§ SUPPLIED MATERIAL
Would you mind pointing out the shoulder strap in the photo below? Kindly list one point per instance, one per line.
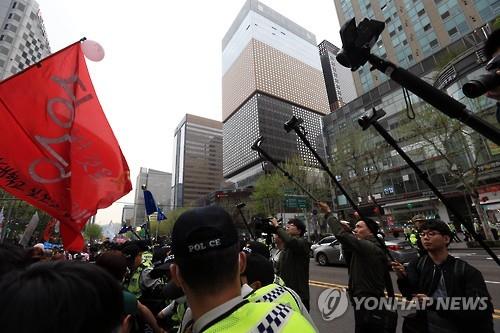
(421, 263)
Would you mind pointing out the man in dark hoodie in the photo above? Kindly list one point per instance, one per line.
(439, 278)
(368, 268)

§ STATED GOAL
Rewrite the entire listing with each "photo" replaced by "image" and everything else unchanged. Leave the pictures out.

§ RESPONSE TO THE EXERCISE
Would you mind pointing out the shoulder strap in the image below? Kindly list one point per instance, one per line.
(421, 263)
Would you mind pointing out the man in dark hoodie in the image above? Kindly list one point per instance, one per line.
(439, 278)
(368, 268)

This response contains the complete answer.